### Exercise aim
Pictures don't belong in the copy; print all the records exactly.

### Available records

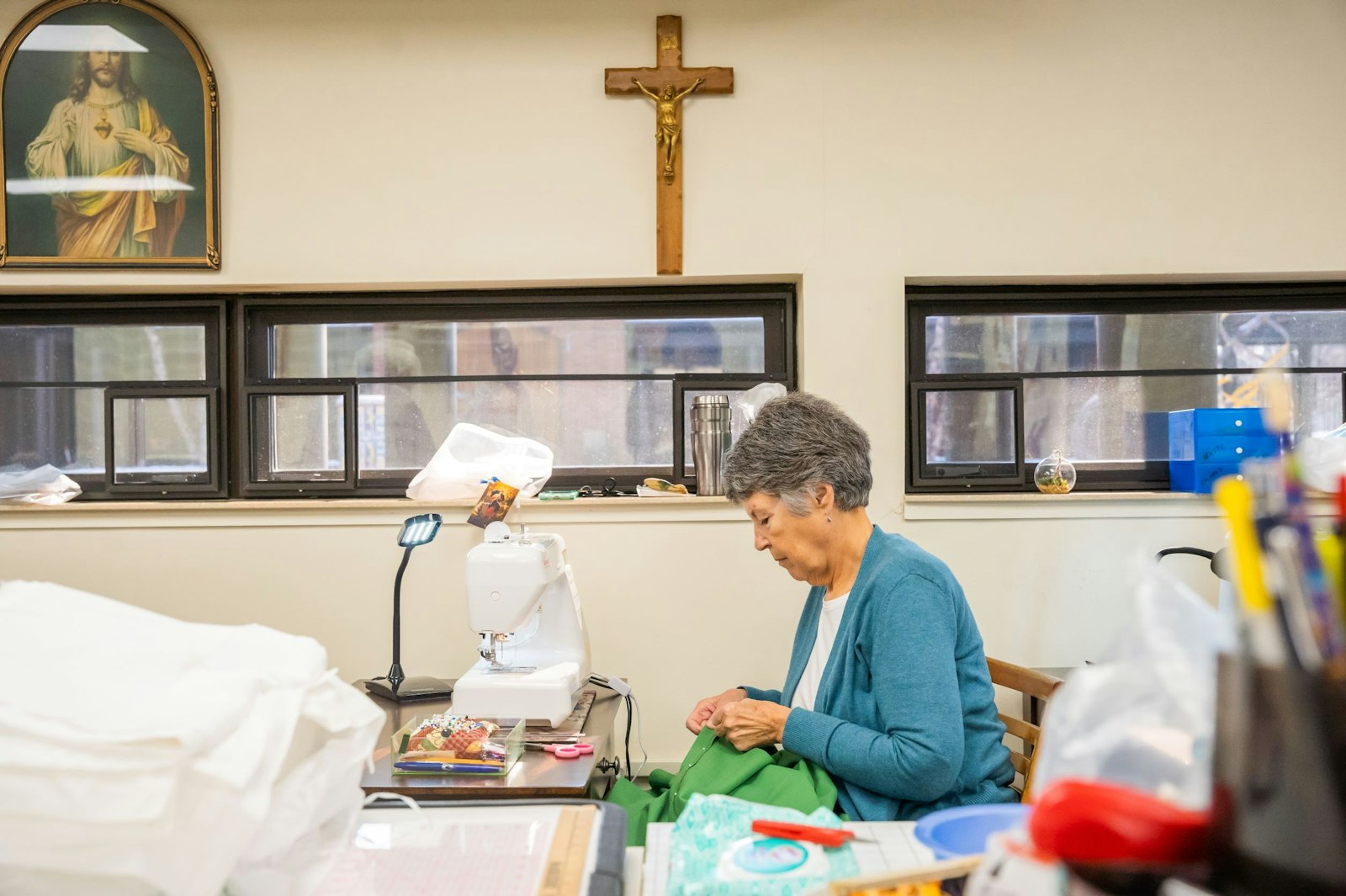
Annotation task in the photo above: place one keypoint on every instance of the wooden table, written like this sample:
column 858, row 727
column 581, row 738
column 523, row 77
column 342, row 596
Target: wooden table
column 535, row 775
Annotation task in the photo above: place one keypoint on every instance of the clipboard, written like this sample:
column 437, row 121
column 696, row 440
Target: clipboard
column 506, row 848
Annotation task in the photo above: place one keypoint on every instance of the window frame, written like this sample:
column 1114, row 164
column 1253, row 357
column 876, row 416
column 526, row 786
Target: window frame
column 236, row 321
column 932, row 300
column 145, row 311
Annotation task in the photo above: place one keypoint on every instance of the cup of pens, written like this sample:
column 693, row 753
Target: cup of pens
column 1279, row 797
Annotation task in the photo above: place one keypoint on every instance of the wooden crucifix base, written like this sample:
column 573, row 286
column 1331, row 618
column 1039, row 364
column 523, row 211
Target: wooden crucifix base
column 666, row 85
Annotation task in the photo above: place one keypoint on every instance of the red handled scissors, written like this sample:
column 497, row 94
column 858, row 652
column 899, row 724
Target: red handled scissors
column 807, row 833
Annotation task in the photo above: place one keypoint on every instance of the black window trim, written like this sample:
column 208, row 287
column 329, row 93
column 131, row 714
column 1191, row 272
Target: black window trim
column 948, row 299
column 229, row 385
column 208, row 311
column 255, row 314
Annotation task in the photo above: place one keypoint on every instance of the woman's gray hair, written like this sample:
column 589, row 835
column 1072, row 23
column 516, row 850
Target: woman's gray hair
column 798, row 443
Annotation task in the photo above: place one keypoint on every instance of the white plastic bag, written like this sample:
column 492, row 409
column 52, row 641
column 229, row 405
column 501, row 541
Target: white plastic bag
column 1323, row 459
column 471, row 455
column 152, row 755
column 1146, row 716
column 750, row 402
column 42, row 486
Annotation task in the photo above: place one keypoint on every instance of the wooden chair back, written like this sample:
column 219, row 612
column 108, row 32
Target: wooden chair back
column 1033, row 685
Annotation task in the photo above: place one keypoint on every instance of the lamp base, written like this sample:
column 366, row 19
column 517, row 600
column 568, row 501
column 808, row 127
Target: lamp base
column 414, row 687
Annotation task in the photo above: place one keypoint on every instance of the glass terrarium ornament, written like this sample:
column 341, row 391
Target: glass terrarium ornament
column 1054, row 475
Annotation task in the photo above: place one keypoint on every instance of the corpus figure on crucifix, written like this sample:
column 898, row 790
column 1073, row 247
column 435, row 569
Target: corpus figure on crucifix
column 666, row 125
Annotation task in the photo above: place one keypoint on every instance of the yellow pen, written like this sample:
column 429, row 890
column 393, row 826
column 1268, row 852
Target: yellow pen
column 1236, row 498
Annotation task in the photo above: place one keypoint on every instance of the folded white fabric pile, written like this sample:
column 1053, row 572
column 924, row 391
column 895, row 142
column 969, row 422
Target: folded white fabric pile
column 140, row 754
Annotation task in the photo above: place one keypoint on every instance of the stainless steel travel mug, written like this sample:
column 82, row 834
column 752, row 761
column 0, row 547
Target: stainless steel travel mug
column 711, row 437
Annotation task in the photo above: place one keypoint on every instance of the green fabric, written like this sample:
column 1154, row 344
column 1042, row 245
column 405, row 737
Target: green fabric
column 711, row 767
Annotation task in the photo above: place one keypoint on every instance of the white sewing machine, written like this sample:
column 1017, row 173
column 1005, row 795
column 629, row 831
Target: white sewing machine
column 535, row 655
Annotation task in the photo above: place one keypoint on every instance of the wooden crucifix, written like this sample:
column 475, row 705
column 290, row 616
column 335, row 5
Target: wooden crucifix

### Response below
Annotation task in the photo above: place one keypoint on every instance of the wooden table, written like this sample:
column 858, row 727
column 581, row 738
column 523, row 77
column 342, row 596
Target: wooden table
column 535, row 775
Annotation task in the photo above: place one keypoint on every instance of the clipboard, written like this sample:
column 437, row 121
column 696, row 440
Target: clipboard
column 506, row 848
Annotation task in the photo above: place one keypoint on every instance of the window frame, written like this sample:
column 1114, row 164
column 1253, row 357
column 876, row 416
column 526, row 786
Target: window frame
column 236, row 321
column 932, row 300
column 145, row 311
Annotation task in the photo above: place one keypoint on every instance of the cup of pens, written like this sample:
column 693, row 753
Target: cup of pens
column 1279, row 797
Annotation task in the photo above: place one keypoint on every instance of the wooden crucifix base, written like this sample:
column 573, row 286
column 1331, row 618
column 1039, row 364
column 523, row 211
Target: wooden crucifix base
column 666, row 85
Annotation task in the photo above: place one keypoint on every instance of the red handled scissors, written like this sample:
column 497, row 94
column 858, row 652
column 899, row 724
Target: red handled scissors
column 807, row 833
Annotation task in the photo above: place one keypoint on every instance of the black window trim, written like this sample:
column 208, row 287
column 329, row 93
column 131, row 714
column 1191, row 272
Target: black window trim
column 948, row 299
column 229, row 385
column 208, row 311
column 255, row 314
Annotation task in the photo above: place one keypoint on every instance of the woman's gray hair, written like this sample:
column 589, row 835
column 1072, row 23
column 516, row 850
Target: woman's gray hair
column 798, row 443
Annotation task in the photo above: place one keypoint on every instance of the white plastic bag, written like this sample:
column 492, row 409
column 52, row 641
column 229, row 405
column 501, row 541
Target: white plastic bag
column 1323, row 459
column 471, row 455
column 152, row 755
column 1146, row 716
column 750, row 402
column 42, row 486
Annotation task in the photo above: place one keypoint on every instance of the wooden chair back, written like this sample:
column 219, row 612
column 108, row 32
Target: wooden chair back
column 1033, row 685
Annotation task in the photo above: place one keypoint on every instance of the lamp base, written like this sample:
column 366, row 19
column 517, row 600
column 568, row 501
column 808, row 127
Target: lamp base
column 414, row 687
Annotation task in the photo above: place one keypoint on every instance of the glass terrarium ornament, written like this sample:
column 341, row 391
Target: glass terrarium ornament
column 1054, row 475
Annotation task in the photo above: place one keypoint on every instance of the corpus figure on crucifix, written like this sample:
column 898, row 790
column 1073, row 247
column 435, row 569
Target: corpus figure on crucifix
column 666, row 125
Annotation task in the photo above: place one keypoint on every instance of the yellow pen, written like this sample:
column 429, row 890
column 393, row 826
column 1268, row 852
Target: yellow pen
column 1236, row 498
Annotation task in the photo above: place one keypoint on every instance of the folded white fabric pile, written like this sample:
column 1053, row 572
column 924, row 391
column 895, row 142
column 969, row 422
Target: folded white fabric pile
column 140, row 754
Annotation task in the photo above: place one keypoint on every instance of the stainless steel travel mug, written like this sample:
column 82, row 834
column 752, row 761
column 0, row 547
Target: stainless steel travel mug
column 711, row 437
Annotation task in the photo above: place one keypoint on every instance of the green fabric, written like this sample:
column 1154, row 344
column 1042, row 245
column 405, row 737
Target: green fabric
column 711, row 767
Annotation task in the photo above: place one keypoint on every instance of the white sewing machine, written like this sample:
column 1017, row 173
column 1005, row 795
column 629, row 831
Target: white sewing machine
column 535, row 655
Annotation task in the photo above: place one keypoint on every instance of the wooden crucifix, written like this sample:
column 475, row 705
column 290, row 616
column 335, row 5
Target: wooden crucifix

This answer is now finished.